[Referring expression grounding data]

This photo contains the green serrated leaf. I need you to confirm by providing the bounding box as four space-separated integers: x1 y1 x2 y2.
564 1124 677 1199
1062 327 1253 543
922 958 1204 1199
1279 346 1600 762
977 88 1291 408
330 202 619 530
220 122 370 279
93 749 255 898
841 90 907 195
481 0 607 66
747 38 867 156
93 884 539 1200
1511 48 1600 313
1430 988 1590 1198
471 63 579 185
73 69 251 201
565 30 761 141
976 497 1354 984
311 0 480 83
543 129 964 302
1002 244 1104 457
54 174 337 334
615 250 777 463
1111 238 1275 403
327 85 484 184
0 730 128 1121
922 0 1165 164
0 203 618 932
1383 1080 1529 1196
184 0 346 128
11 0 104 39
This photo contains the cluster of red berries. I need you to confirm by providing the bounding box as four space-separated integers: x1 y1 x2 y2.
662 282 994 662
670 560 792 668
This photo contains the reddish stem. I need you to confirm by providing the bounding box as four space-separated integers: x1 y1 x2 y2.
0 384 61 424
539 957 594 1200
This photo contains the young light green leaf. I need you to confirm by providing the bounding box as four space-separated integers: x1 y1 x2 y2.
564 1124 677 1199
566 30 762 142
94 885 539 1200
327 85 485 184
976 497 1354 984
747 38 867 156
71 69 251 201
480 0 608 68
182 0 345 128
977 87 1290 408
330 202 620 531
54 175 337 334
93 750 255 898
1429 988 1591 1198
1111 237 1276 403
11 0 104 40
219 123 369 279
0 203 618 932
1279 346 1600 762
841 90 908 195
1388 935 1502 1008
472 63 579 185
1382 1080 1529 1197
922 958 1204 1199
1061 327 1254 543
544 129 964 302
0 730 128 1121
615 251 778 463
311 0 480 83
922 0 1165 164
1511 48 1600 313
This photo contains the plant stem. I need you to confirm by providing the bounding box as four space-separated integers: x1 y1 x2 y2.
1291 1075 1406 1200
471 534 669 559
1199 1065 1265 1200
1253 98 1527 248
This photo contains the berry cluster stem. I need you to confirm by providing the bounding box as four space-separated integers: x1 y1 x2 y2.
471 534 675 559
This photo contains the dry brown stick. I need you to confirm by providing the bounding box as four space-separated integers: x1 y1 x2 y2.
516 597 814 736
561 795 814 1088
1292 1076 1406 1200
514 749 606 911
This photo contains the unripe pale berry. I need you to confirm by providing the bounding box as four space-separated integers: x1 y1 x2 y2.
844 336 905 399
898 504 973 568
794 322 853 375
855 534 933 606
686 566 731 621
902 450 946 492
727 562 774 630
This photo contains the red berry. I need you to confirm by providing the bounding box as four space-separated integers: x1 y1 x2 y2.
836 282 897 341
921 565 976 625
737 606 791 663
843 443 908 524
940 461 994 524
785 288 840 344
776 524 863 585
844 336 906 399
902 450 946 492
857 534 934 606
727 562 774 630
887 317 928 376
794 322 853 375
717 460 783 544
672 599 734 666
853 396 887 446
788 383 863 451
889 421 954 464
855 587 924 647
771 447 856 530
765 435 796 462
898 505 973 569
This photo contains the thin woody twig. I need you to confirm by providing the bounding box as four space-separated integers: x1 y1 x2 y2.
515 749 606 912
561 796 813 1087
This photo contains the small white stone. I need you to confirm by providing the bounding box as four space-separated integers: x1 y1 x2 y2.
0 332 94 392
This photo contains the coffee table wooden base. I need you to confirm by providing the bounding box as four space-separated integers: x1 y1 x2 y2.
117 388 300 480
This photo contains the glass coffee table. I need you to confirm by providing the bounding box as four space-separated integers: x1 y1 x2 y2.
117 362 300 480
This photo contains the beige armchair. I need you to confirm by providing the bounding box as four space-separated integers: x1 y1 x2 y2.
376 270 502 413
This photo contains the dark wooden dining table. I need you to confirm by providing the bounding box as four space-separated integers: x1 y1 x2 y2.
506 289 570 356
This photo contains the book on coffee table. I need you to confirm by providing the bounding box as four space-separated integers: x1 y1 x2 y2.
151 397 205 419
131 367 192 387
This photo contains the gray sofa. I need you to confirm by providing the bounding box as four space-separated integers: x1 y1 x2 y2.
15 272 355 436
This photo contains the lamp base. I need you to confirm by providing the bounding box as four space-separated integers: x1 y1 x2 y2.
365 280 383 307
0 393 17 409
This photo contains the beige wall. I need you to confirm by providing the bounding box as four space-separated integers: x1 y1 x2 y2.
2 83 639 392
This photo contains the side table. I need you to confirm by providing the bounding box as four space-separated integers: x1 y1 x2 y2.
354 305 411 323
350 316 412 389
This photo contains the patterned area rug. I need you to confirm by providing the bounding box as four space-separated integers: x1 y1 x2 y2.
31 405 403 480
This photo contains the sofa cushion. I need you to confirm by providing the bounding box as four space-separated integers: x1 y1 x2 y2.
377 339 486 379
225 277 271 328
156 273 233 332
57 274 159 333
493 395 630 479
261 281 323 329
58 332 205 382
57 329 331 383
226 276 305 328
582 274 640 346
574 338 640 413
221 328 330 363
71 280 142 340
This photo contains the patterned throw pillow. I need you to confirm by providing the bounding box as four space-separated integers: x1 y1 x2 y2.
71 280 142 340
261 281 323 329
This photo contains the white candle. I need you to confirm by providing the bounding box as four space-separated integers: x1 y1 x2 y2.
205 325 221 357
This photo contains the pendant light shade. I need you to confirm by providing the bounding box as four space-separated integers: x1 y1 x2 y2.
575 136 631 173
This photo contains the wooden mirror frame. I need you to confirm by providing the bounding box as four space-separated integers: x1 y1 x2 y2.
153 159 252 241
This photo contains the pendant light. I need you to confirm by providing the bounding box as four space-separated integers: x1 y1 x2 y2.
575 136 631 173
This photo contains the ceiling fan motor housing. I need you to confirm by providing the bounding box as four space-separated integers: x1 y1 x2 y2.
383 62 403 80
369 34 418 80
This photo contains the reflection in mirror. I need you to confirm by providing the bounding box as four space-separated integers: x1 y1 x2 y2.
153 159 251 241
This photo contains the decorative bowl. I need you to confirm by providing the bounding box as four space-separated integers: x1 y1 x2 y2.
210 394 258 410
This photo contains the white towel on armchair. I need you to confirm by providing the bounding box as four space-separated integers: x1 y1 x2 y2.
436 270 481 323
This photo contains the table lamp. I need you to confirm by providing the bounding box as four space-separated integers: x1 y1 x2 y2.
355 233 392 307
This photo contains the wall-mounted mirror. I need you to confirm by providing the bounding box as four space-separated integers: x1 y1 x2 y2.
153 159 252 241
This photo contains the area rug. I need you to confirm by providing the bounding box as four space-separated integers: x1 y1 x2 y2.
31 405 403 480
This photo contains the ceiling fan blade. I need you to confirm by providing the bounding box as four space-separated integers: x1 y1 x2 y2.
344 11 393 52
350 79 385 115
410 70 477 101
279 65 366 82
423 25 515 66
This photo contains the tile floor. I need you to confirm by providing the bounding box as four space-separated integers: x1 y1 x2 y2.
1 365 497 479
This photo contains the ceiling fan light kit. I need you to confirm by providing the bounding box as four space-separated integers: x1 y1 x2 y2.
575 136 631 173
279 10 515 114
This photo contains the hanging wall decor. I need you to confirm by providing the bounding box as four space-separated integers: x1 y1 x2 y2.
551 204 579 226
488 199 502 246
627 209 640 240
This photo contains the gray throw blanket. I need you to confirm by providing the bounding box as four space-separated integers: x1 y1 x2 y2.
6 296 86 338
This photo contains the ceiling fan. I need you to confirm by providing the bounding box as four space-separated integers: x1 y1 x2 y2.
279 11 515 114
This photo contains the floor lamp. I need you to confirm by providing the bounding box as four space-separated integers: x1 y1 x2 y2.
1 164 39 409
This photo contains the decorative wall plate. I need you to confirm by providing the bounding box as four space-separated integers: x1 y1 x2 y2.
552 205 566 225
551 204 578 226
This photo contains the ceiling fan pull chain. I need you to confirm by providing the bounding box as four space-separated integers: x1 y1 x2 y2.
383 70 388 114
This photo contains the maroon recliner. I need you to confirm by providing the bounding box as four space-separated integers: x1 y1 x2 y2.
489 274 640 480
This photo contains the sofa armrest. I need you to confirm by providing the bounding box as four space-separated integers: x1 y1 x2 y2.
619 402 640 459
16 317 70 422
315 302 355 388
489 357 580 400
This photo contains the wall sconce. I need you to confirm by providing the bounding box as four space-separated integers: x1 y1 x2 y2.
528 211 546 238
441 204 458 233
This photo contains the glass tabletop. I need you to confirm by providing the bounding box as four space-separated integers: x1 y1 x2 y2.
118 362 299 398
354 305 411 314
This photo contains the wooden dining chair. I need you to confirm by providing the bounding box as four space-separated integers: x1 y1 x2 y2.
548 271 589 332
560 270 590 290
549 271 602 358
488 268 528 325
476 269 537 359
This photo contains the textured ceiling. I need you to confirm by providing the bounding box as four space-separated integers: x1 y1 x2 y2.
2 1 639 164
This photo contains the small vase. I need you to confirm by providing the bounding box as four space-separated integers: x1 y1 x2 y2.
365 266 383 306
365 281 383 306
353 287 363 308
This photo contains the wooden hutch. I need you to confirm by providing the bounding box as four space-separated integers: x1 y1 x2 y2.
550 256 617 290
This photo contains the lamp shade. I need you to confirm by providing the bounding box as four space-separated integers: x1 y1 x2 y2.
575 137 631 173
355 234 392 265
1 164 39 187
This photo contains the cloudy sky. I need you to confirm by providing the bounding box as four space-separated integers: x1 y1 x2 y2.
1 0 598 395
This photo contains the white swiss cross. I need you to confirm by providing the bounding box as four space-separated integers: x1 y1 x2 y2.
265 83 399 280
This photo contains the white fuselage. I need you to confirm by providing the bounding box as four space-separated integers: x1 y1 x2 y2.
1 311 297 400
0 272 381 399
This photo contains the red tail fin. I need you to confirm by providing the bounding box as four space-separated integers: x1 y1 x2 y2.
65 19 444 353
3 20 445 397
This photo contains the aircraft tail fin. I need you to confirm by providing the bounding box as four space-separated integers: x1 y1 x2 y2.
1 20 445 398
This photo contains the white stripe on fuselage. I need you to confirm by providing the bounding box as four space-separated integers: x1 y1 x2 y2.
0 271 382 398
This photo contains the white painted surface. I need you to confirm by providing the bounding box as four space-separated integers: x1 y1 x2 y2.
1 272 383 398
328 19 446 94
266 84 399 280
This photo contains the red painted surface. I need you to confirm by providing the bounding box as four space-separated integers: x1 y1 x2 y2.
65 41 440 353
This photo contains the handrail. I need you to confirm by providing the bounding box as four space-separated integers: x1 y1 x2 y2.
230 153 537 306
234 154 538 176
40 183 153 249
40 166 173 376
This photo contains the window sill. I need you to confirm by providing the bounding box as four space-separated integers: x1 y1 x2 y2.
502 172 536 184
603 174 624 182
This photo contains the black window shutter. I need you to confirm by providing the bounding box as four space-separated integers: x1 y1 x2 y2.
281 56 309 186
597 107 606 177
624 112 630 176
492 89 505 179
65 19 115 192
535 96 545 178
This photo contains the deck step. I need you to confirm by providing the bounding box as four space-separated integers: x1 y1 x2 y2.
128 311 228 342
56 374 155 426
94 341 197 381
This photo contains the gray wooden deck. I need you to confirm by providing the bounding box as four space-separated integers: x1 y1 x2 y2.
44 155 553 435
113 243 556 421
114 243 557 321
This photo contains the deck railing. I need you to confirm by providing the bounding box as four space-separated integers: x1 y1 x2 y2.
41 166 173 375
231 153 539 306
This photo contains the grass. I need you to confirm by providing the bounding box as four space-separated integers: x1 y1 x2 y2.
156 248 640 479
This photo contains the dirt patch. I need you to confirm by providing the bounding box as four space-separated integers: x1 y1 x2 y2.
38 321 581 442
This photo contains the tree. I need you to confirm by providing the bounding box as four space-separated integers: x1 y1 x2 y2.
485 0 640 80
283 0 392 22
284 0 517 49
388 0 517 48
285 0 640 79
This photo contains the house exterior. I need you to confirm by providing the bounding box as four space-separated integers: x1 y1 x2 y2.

_ACTIVITY_:
Every line from the one with "This photo contains the window" through the last line of the records above should be returned exactly, please, and no others.

_WRITTEN ANSWER_:
This photo contains the window sill. I need you to confirm by providing the bounding box as four space-separated integers: x1 y1 x2 y2.
502 172 536 184
603 174 624 182
This photo contains the black window shutter. I need you to confirm by providing the bounding box as four space-separated integers: x1 y1 x2 y2.
281 56 309 186
597 107 606 177
624 112 630 176
492 89 505 179
65 19 115 192
535 96 545 178
This photo contains the deck step. I need you to confirm by providing the bounding box as four space-separated integers: x1 y1 x2 y2.
128 311 228 342
56 374 155 426
94 341 197 381
This photo contains the gray wooden deck. I need you to confirm by providing the bounding box as four space-separated integers: x1 y1 x2 y2.
44 155 553 435
113 243 556 421
114 243 557 321
This photo contains the deck railing. I need you to confirm by providing the bounding box as four space-separated integers: x1 y1 x2 y2.
41 166 173 375
231 153 539 306
This photo contains the grass. I need you to confirm by providing the bounding box as four space-separated integers: x1 y1 x2 y2.
156 248 640 479
This photo contains the dirt patch. I need you to confirm by providing the bounding box as four space-separated integers: x1 y1 x2 y2.
38 321 581 442
This photo contains the tree. I need you to confirm by providing the bounding box as four space-separated integers: x1 y1 x2 y2.
485 0 640 80
283 0 392 22
284 0 517 49
388 0 517 48
285 0 640 79
This photo contains the house exterior. I need you to confirm by providing the bounding box as four space-separated integers: x1 y1 x2 y2.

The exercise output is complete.